Daarom is degene die het innerlijk leven heeft verwerkelijkt een mysterie voor iedereen; niemand kan de diepte van die persoon peilen, behalve dat hij oprechtheid belooft, hij liefde uitstraalt, hij vertrouwen oproept, hij goedheid verspreidt en hij een indruk van God en de waarheid geeft. Want voor de mens die het innerlijk leven heeft verwerkelijkt is elke handeling meditatie; als hij over straat loopt, is dat zijn meditatie; als hij als timmerman, als goudsmid en in enig ander beroep of in andere zaken werkt, is dat zijn meditatie. Het maakt niet uit of hij naar de hemel of naar de aarde kijkt, hij kijkt naar het object dat hij aanbidt. Oost, west, noord of zuid, overal bevindt zich zijn God. In de vorm, in principe beperkt niets hem. Hij kan dingen weten en toch niet spreken; want als iemand die het innnerlijk leven leidt over zijn ervaringen zou spreken, dan zou dat veel mensen verwarren.
Er bevinden zich individuen in de wereld die van ´s morgens vroeg tot ´s avonds laat hun ogen en oren op elke donkere hoek hebben gefocust en willen luisteren of zien wat ze kunnen ontdekken; en ze ontdekken niets. Als iemand zulke mensen wonderen zou vertellen, zou hij een erg goede baan hebben, de hele wereld zou hem zoeken. Maar dat is niet het werk van de zelfverwerkelijkte mens. Hij ziet en kijkt toch niet; als hij zou moeten kijken, wat zou hij dan veel zien! Er valt zoveel te zien voor iemand van wie elke blik, waar die ook heen gaat, door elk object heengaat en zijn diepte en zijn geheim ontdekt. En als hij naar dingen moest kijken en hun geheimen en diepten zou ontdekken waar zou dat eindigen en wat zou daarvan voor hem het belang zijn?

- Doel 1:
Wat is volgens de tekst over het innerlijk leven elke handeling voor de mens die dat innerlijk leven heeft verwerkelijkt?
- Doel 2:
Vat de tekst over het innerlijk leven samen in twee zinnen.

- Gegeven informatie:
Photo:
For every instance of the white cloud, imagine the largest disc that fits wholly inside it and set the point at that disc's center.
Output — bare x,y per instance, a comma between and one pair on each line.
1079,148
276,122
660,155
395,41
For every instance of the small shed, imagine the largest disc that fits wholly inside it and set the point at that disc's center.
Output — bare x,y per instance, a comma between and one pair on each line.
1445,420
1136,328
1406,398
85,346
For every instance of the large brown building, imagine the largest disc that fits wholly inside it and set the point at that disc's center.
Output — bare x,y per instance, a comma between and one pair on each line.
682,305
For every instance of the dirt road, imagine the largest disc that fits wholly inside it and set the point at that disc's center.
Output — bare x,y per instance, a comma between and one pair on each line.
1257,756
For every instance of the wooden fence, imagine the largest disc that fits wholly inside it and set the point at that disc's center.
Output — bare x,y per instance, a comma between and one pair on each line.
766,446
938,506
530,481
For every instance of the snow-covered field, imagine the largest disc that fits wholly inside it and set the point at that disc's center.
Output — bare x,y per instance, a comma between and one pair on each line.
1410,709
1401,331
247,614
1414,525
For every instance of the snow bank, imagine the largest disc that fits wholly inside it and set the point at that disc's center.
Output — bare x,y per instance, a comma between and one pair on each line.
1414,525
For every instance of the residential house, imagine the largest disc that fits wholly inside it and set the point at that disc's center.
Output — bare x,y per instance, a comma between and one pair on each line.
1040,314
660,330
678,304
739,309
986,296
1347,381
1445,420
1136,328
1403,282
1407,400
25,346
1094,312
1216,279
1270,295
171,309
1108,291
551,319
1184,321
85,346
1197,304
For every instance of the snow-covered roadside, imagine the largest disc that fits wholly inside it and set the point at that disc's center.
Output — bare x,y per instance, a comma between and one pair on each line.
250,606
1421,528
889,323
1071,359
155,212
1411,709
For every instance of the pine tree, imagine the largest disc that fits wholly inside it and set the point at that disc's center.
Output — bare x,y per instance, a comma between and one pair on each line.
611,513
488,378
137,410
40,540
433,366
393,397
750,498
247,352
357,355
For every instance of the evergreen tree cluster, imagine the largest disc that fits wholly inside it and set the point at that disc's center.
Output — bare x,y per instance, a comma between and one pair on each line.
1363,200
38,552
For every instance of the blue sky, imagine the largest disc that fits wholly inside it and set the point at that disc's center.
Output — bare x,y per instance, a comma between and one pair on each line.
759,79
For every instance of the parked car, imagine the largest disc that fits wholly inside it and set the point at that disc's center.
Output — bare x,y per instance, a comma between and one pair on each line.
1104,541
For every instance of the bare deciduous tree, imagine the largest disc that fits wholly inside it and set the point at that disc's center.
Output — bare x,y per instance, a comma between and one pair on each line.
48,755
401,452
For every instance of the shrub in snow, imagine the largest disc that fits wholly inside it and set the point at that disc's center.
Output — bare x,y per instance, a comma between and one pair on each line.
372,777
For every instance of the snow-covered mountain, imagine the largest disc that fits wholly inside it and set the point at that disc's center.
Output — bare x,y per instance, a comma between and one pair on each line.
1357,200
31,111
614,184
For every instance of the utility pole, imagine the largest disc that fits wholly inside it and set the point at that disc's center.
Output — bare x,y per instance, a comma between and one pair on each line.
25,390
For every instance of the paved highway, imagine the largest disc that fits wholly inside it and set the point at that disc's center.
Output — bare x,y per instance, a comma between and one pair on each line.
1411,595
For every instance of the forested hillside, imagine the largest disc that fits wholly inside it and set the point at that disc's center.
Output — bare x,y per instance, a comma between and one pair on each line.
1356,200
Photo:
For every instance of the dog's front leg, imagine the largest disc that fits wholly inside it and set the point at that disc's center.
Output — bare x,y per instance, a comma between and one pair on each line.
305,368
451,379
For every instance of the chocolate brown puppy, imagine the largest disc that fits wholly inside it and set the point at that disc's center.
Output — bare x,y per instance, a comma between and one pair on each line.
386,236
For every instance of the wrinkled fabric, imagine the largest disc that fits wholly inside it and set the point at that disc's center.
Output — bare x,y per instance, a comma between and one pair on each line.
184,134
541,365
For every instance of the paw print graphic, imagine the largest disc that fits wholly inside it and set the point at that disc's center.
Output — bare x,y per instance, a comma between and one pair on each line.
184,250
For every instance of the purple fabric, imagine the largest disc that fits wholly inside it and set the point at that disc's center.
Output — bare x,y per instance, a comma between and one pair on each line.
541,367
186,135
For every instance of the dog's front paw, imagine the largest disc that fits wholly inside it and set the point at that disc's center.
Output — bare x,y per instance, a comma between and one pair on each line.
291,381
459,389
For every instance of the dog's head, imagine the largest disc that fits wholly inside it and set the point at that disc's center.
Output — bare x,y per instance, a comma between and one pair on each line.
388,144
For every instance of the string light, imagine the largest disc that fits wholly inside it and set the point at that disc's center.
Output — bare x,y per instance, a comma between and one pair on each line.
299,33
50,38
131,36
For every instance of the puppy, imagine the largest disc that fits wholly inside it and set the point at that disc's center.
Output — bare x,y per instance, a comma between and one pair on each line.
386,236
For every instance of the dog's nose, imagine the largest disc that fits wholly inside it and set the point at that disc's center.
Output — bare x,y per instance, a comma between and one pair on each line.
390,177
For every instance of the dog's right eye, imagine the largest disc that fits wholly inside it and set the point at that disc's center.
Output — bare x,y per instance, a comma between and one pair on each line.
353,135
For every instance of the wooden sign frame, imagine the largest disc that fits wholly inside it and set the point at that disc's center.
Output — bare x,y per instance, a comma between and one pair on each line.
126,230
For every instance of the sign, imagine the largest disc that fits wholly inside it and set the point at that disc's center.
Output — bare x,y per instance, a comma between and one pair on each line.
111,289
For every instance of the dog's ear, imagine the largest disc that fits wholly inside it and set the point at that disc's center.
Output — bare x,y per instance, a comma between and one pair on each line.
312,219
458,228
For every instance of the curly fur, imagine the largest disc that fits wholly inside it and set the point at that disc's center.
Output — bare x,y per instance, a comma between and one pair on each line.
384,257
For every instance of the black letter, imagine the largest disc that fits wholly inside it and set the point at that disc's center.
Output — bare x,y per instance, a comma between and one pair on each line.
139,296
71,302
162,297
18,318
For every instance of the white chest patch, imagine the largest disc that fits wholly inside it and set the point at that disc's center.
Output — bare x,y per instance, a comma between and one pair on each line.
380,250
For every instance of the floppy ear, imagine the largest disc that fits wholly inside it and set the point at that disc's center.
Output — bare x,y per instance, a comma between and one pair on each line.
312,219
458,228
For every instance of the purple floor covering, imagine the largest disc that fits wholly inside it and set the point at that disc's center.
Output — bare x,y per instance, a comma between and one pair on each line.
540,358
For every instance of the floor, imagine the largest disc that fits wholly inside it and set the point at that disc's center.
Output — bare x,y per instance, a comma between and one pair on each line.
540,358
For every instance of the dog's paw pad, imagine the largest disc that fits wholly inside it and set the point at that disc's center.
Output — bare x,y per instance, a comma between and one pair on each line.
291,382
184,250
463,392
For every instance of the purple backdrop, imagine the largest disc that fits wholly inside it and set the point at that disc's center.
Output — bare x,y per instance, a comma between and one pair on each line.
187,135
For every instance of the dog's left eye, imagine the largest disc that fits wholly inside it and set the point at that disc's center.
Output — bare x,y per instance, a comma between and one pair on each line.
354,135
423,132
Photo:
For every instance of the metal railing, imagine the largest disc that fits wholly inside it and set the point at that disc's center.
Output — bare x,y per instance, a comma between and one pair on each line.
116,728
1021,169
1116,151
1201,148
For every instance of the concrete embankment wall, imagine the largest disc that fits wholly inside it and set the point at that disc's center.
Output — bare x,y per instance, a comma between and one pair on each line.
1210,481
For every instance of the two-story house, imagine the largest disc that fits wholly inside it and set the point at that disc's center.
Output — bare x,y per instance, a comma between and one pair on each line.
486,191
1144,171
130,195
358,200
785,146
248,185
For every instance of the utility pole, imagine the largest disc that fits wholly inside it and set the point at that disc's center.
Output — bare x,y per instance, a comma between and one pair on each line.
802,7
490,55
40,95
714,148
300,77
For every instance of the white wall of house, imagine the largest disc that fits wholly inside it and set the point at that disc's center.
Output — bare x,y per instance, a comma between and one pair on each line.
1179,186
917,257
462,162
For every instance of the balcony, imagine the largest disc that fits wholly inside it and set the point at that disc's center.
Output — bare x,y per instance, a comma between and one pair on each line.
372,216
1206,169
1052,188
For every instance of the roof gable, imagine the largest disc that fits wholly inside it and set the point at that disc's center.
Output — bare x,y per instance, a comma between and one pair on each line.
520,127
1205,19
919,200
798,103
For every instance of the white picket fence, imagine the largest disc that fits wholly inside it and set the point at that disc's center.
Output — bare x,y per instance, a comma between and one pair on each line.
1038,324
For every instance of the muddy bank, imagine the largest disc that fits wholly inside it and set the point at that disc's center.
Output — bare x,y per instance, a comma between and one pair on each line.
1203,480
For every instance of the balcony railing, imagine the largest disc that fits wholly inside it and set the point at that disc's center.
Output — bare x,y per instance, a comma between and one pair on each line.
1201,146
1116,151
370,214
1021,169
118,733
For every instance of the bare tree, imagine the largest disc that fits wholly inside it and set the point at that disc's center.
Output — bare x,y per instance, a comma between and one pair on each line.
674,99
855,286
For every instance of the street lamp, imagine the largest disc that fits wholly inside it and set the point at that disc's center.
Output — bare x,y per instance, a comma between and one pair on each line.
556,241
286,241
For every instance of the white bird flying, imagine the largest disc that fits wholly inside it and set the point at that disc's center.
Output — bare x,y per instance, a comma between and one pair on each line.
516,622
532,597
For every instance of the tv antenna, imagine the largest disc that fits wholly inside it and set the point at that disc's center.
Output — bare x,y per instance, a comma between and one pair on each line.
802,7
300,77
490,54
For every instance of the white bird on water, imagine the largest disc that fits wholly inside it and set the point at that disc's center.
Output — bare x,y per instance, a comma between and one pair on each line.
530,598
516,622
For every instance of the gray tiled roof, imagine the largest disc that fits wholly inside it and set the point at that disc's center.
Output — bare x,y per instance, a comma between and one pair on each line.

- Antwoord 1:
Meditatie.

- Antwoord 2:
Wie het innerlijk leven heeft verwerkelijkt, is voor iedereen een mysterie, beleeft elke handeling, van over straat lopen tot werken in een beroep, als meditatie en vindt zijn God overal. Hij kan dingen weten zonder erover te spreken, omdat dat veel mensen zou verwarren, en anders dan wie vergeefs naar wonderen speurt, ziet hij zonder te kijken, al zou zijn blik door elk object heen kunnen gaan.